▶ **Задание 1**
Какие качества человека, по словам отрывка ниже, в основном узнаются из его поведения? Перечислите их все.

Хамрак, жулик, и Андерсон, обвиняемый в убийстве, являют собой два типа ошибок, как чума поражающих все попытки обнаружить лжецов в уголовных расследованиях. Если предположить, что Хамрака стали бы проверять на детекторе он, скорей всего, показал бы полное эмоциональное спокойствие и был бы признан невиновным. Техника обнаружения лжи и проясняет, почему именно опытные профессионалы, природные обманщики или психопаты так редко совершают промахи. Хамрак – яркий пример человека, чьей лжи, как правило, верят; Андерсон же представляет собой явление прямо противоположное. Он, невиновный, был признан виновным – налицо ошибка неверия правде.
Целью моего анализа двух этих случаев является вовсе не призыв к запрещению применения детектора лжи и расшифровки поведенческих признаков при расследовании уголовных дел. Наоборот, если это поможет даже хотя бы в одном проценте случаев, применять и то и другое надо. В конце концов, любое наше впечатление о других людях так или иначе создается на основании их поведения, но поведение это говорит не только об их правдивости или лживости, а гораздо о большем. Поведение – это основной источник информации о дружелюбности, привлекательности и обаятельности, уме, общительности, понятливости и так далее. Обычно подобные впечатления создаются неосознанно, человек и не задумывается о том, что рассматривает и анализирует поведенческие признаки. В главе 5 (Глава 5 ОСНОВНЫЕ ОШИБКИ И МЕРЫ ПРЕДОСТОРОЖНОСТИ) я o6ъяснял, почему вероятность ошибок становится меньше, когда суждения стараются выносить более тщательно и взвешенно. Если отчетливо сознавать источник впечатлений, если знать правила интерпретации поведения, возможность вынесения правильного суждения заметно возрастает. К тому же такое суждение и более доступно оценке окружающих, коллег и даже того человека, о котором оно вынесено, его легче исправить и легче уточнить. Большинство же полицейских приучено не обращать особого внимания на поведенческие признаки обмана, а я предполагаю, что детективы, как правило, и вовсе не знают точного основания своих интуитивных выводов о том, виновен подозреваемый или нет. В то время как операторов детекторов все-таки учат обращать внимание на невербальные признаки обмана, информация о поведенческих признаках у них практически отсутствует; кроме того, не уделяется должного внимания и тому, как и когда подобные признаки могут быть бесполезны и даже опасны.

▶ **Предоставленные записи**

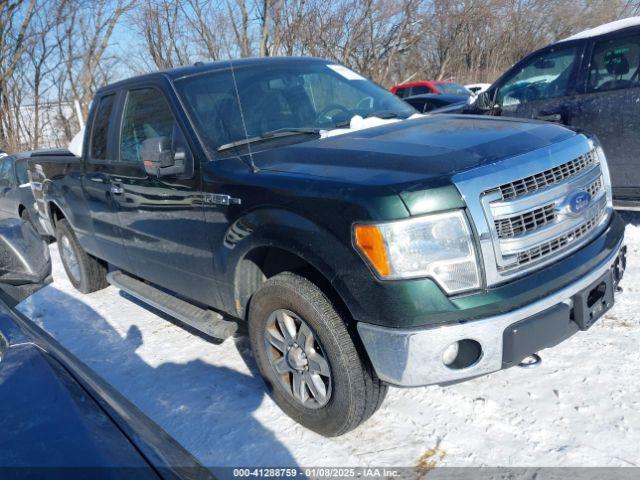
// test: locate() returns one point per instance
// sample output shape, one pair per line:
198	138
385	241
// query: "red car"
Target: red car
430	86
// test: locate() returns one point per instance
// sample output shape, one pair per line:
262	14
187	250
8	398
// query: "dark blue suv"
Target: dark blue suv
589	81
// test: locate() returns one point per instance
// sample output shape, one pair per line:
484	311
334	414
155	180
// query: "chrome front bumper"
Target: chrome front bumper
413	357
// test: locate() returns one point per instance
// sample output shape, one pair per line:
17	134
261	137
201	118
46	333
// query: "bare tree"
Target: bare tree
15	21
83	40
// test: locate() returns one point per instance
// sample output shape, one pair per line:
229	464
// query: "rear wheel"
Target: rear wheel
308	358
86	273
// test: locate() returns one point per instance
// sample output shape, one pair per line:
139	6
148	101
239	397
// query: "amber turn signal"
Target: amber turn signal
370	242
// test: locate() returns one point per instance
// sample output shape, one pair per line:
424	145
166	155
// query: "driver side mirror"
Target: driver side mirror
484	101
160	160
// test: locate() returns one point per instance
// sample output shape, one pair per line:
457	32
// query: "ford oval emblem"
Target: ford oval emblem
579	201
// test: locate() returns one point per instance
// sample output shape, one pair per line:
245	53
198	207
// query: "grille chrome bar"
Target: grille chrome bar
523	223
559	243
517	235
513	246
505	209
547	178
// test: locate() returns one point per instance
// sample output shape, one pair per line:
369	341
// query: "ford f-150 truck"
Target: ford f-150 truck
364	244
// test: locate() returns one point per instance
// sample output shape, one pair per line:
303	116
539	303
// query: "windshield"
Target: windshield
452	89
301	97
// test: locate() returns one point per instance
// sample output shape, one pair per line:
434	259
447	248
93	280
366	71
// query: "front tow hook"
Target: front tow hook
531	361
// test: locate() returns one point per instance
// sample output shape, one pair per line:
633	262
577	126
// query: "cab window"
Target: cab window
146	115
615	64
420	90
544	76
5	172
100	130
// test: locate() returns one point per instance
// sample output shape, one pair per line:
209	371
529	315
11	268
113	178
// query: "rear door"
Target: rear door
610	107
162	217
542	86
96	182
6	175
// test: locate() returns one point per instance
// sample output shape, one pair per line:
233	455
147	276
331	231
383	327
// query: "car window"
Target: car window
100	130
419	90
146	115
251	102
5	171
615	64
22	172
452	89
544	76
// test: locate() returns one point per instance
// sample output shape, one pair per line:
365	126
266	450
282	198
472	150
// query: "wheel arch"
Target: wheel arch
275	241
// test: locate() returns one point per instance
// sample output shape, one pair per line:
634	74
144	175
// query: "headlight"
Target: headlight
439	246
604	167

▶ **Задание 2**
Соберите из записей все строки, содержащие строку "amber", с учетом регистра букв.

▶ **Разбор решения 1**
Дружелюбность, привлекательность, обаятельность, ум, общительность, понятливость.

▶ **Разбор решения 2**
// query: "amber turn signal"
Target: amber turn signal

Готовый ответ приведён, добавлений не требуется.